• 给定段落:
########################################

2)yarn-env.sh 增加 (根据自己的具体配置改路径)
export JAVA_HOME=/usr/java/jdk1.8.0_144
export YARN_CONF_DIR=/opt/bigdata/hadoop/hadoop-3.2.0/etc/hadoop
export YARN_LOG_DIR=/opt/bigdata/hadoop/hadoop-3.2.0/logs/yarn
3)mapred-env.sh 增加 (根据自己的具体配置改路径)
export JAVA_HOME=/usr/java/jdk1.8.0_144
4) core-site.xml 配置如下 (注意 各个节点配置文件不一致 ...)

########################################

• 收集资料:
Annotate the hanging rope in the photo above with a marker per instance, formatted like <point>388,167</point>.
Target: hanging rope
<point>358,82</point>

########################################

请抄写给定段落中从“2)yarn-env.sh 增加 (根据自己的具体配置改路径)”开始、到“(注意 各个节点配置文件不一致 ...)”为止（含这两处）的内容，一字不改。

• 正确结果:
2)yarn-env.sh 增加 (根据自己的具体配置改路径)
export JAVA_HOME=/usr/java/jdk1.8.0_144
export YARN_CONF_DIR=/opt/bigdata/hadoop/hadoop-3.2.0/etc/hadoop
export YARN_LOG_DIR=/opt/bigdata/hadoop/hadoop-3.2.0/logs/yarn
3)mapred-env.sh 增加 (根据自己的具体配置改路径)
export JAVA_HOME=/usr/java/jdk1.8.0_144
4) core-site.xml 配置如下 (注意 各个节点配置文件不一致 ...)